─── Excerpt provided ───

Non-economic damages, sometimes described as quality-of-life damages, compensate injury victims and their families for injuries and losses that are not easily quantified by a dollar amount.


Video Non-economic damages caps



Medical malpractice damages caps

In the area of medical malpractice, tort reform advocates have claimed that with the imposition of damages caps insurance premiums would decrease, both making medical care more affordable and eliminating a disincentive for doctors to practice. Critics responded that high medical malpractice insurance rates are a result of the cyclical nature of the insurance industry, lack of competition, mismanagement of reserves and a decline in investment income.

History

Many jurisdictions, including U.S. states, have debated, passed legislation or amended their constitutions to impose caps on non-economic damages. Former President George W. Bush proposed a nationwide $250,000 cap in medical malpractice cases.

Impact on healthcare costs

From the start, some disputed whether damages caps would reduce overall medical costs for patients. A study by the U.S. Congressional Budget Office published in 2004 found that "Malpractice costs account for less than 2 percent of health care spending." Proponents of caps suggested other possible effects of limiting tort liability, such as reducing the extent to which physicians practice "defensive medicine", the provision of unnecessary medical care in order to avoid potential liability, and would increase access to health care. There is scant evidence, either anecdotal or empirical, that doctors significantly change their approach to providing health care services as a result of tort reform measures.

Impact on malpractice insurance premiums

Although proponents of damages caps in medical malpractice cases argue that the caps reduce malpractice insurance premiums for doctors, despite a considerable amount of research on the subject the data in support of that argument is not compelling.

Within the United States, the impact of damages caps on the number of malpractice claims paid out by insurance companies varies by state. In many states, reviews of malpractice premiums following the implementation of damages caps showed that the caps had no effect on premiums.

Impact on patients

In a personal injury lawsuit, the two basic forms of compensatory damages that may be awarded are economic damages, compensation for the injured person's past and future financial costs and losses, and non-economic damages, compensation for the pain and suffering that results from an injury. Non-economic damages are thus the only compensation an injured person can receive for the injury itself, as opposed to reimbursement of out-of-pocket expenses such as lost wages, medical bills, and court costs. Non-economic damages can be especially important for injured people who do not work outside the home, including the elderly, children, and homemakers. The "worth" of a homemaker's work inside the home is not easily measured by a dollar amount, and a claim of lost capacity to earn income may not have much value.

Tort reform supporters argue that it is difficult for juries to assign a dollar value to these losses with the guidance they are normally given. They argue that there is no basis for non-economic damages, and uncapped non-economic damages violate the equitable principles of justice by being inherently quite random, because different juries will always come to different results. Because of the highly charged environment of personal injury trials, they contend that some awards will inevitably be unreasonable. For example, in Ernst v. Merck, a Texas Vioxx products liability case, the jury issued a verdict of $24 million in compensatory damages, which includes non-economic damages, for a widow of a 59-year-old triathlete who died from arrhythmia, or an irregular heartbeat, that could have been prevented had Merck provided warnings about the drug. Tort reform supporters argue that the widow had not been married a long time, and suggest that the damage award was excessive. However, since the basis for non-economic damages are not easily measured by a dollar amount (which tort reform supporters themselves argue), by the same logic there is no basis to assume that the award was, in fact, excessive.

─── Data supplied ───

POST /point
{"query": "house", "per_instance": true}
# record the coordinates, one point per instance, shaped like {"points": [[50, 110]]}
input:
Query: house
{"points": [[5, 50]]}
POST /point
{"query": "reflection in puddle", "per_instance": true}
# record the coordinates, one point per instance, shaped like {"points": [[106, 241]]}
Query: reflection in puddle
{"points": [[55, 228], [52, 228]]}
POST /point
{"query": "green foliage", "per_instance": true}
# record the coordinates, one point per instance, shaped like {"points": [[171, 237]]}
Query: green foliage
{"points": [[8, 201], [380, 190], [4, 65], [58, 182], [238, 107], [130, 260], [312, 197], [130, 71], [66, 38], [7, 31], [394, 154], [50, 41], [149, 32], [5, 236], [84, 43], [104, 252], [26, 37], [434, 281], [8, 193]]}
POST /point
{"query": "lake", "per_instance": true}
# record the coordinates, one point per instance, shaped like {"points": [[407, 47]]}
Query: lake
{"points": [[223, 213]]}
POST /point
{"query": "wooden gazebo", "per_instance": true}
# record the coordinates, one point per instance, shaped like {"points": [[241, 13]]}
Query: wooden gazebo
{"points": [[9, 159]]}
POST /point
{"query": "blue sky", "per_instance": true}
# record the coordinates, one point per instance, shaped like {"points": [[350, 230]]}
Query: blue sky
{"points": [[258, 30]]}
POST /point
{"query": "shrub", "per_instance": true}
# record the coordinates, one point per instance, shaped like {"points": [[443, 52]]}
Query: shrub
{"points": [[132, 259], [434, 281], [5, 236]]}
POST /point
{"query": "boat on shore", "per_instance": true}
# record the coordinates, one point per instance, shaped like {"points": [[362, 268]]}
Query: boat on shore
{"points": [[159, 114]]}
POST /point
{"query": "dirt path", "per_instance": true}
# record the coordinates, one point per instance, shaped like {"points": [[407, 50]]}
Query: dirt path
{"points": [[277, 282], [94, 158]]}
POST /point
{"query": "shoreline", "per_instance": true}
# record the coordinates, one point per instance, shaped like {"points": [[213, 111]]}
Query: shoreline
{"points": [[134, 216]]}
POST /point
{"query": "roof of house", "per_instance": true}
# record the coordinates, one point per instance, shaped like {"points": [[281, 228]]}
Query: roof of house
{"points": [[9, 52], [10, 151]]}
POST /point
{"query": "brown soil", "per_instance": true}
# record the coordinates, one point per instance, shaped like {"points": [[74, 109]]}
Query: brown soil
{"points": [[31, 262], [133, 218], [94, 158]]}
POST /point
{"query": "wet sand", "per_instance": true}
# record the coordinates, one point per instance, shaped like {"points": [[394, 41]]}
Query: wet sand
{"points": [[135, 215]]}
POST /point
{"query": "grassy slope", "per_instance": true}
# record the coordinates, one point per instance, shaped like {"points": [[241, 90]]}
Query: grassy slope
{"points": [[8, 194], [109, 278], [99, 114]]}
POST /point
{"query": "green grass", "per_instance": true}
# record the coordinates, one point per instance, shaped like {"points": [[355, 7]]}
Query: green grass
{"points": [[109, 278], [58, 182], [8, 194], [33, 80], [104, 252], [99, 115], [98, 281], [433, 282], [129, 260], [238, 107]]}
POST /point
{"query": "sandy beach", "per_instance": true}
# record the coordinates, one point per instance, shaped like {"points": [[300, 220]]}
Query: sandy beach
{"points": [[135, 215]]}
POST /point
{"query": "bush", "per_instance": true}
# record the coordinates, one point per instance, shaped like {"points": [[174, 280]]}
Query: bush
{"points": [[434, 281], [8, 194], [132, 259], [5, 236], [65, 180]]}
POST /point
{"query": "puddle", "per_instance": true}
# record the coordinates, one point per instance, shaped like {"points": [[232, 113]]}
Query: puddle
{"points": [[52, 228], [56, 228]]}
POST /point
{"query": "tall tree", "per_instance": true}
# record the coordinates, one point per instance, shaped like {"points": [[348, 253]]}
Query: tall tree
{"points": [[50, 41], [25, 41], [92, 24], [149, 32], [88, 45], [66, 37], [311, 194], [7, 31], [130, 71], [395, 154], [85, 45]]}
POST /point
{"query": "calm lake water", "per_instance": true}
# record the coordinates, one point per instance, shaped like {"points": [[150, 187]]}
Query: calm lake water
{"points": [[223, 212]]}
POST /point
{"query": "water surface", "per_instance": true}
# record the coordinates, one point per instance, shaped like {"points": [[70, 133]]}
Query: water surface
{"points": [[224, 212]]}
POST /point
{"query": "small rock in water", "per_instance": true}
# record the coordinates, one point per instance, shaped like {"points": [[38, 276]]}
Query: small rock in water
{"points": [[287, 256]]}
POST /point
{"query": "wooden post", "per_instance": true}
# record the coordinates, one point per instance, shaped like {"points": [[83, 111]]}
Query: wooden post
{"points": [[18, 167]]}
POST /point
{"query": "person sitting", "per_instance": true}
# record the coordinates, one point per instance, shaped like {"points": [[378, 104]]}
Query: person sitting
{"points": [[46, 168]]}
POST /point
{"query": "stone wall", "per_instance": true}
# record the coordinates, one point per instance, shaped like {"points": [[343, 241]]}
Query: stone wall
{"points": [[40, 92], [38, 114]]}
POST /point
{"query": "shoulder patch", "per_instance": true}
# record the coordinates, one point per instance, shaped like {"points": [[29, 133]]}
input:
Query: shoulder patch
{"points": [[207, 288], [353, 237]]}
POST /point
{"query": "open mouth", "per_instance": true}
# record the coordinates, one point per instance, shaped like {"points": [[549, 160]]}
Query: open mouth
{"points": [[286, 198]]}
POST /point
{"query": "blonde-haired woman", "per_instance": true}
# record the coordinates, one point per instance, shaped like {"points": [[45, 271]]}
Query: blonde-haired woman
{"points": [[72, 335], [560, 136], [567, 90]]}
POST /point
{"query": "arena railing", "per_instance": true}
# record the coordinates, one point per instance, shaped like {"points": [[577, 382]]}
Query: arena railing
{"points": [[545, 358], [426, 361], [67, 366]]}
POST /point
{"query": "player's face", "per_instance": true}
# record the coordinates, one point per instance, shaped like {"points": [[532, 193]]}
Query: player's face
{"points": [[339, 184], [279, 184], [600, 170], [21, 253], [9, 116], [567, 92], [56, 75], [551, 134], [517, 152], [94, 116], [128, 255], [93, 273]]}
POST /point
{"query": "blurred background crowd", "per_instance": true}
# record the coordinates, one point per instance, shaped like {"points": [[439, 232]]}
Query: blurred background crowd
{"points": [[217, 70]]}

───

* [Required action 1]: Rewrite everything in the text on damages caps from "Impact on patients" down to "have much value.", substituting "direct expenses" for "out-of-pocket expenses".
* [Required action 2]: Write the next part of the text on non-economic damages caps, picking up right after its final sentence.

* [Exercise result 1]:
Impact on patients

In a personal injury lawsuit, the two basic forms of compensatory damages that may be awarded are economic damages, compensation for the injured person's past and future financial costs and losses, and non-economic damages, compensation for the pain and suffering that results from an injury. Non-economic damages are thus the only compensation an injured person can receive for the injury itself, as opposed to reimbursement of direct expenses such as lost wages, medical bills, and court costs. Non-economic damages can be especially important for injured people who do not work outside the home, including the elderly, children, and homemakers. The "worth" of a homemaker's work inside the home is not easily measured by a dollar amount, and a claim of lost capacity to earn income may not have much value.

* [Exercise result 2]:
Tort reform supporters argue that juries give arbitrary non-economic damage awards, but fail to argue that the legislature's assignment of non-economic damage caps is any less arbitrary. Opponents of tort reform would argue that members of the legislature are at a greater risk for assigning arbitrary dollar values to non-economic damages than juries; members of the legislature are not present at trial and do not get to observe evidence, witness testimony, and other factors that contribute to a verdict.

Opponents of tort reform contend that jurors should assess damages on a case-by-case basis, that the risk of loss should not be shifted from those who cause harm or could prevent harm onto the innocent victim, and that damages should not be arbitrarily capped by a legislature.


Maps Non-economic damages caps



United States

Overall, non-economic damages throughout the United States cover pain, suffering, and other nonpecuniary injuries, and in medical malpractice cases many states have imposed caps that range from $250,000 to $750,000 or more. Damage caps have various purposes; for instance, they can discourage malicious lawsuits and prevent the costs of transacting business from being overly inflated, but have also been criticized as unjust.

Many jurisdictions with non-economic damage caps have defined non-economic damages by statute.

Constitutionality of caps

Right to trial by jury

Opponents of caps on damages argue that caps on the amount of damages jurors can award violate the right to a trial by jury. Because tort law has historically been a question of state law, states have the power to establish a constitutional right to a trial by jury in civil cases. Historically, juries have decided both the question of liability and the question of how much damages to award in tort cases, subject to instructions on the law by a judge. Several state appellate courts that have considered the issue have struck down damages caps as a violation of state constitutions.

Separation of powers

Some tort reform supporters, such as the conservative Federalist Society, have criticized court decisions that overturn damages caps legislation as a violation of the concept of separation of powers.

In contrast, critics of caps contend and state courts have held that legislatures violate the principle of separation of powers when they attempt to impose arbitrary damage caps on juries, who function as part of the judicial branch of government. In Best v. Taylor Machine Works, the Illinois Supreme Court ruled that a $500,000 cap on non-economic damages functioned as a "legislative remittitur" and invaded the power of the judiciary, in violation of the separation of powers clause. The court noted that courts are empowered to reduce excessive verdicts where appropriate in light of the evidence. The cap, however, reduced damages by operation of law, without regard to the specific circumstances of the case.

State law

Roughly half of U.S. states have imposed damages caps in medical malpractice litigation. Eleven states impose damages caps for all general tort and personal injury cases.

Illinois

The Illinois Supreme Court found in the 1997 case Best v. Taylor Machine Works found that a $500,000 cap on noneconomic damages was (in addition to serving as a "legislative remittitur") special legislation that made an arbitrary distinction between those who sustained major noneconomic damages in a single tort versus multiple tortious actions and between those that suffered minor amounts of noneconomic damages versus amounts about the $500,000 cap (such as a plaintiff who becomes permanently disabled).

In the 2010 case Lebron v. Gottlieb Memorial Hospital, the Illinois Supreme Court ruled that Section 2-1706.5 of Public Act 94-677, which placed caps on non-economic damages in medical malpractice actions, violated the separation of powers clause in the Illinois Constitution and was therefore facially invalid. Additionally, because Public Act 94-677 contains an inseverability provision, the entire Act was held void and invalid in its entirety.

California

In California, non-economic damages awarded in medical malpractice actions are capped at $250,000. Non-economic damages are meant "to compensate for pain, suffering, inconvenience, physical impairment, disfigurement and other nonpecuniary damage."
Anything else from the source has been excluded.